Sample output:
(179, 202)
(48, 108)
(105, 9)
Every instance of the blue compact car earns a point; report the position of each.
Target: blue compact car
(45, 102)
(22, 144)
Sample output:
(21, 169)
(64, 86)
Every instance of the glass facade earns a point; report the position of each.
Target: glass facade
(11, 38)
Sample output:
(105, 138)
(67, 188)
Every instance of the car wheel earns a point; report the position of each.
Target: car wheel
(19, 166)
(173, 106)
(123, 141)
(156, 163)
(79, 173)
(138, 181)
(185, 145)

**What you should do**
Each line from the one that contains "Every instance of the glass" through the end of the material above should be returned exactly, and nothing else.

**Result for this exercise**
Every instance of the glass facade earns a point; report the position of each.
Target: glass facade
(11, 38)
Sample output:
(105, 138)
(67, 188)
Every instance of the car wheel earns a point; report the position of each.
Target: car wheel
(19, 166)
(173, 106)
(123, 141)
(156, 163)
(79, 173)
(138, 181)
(185, 145)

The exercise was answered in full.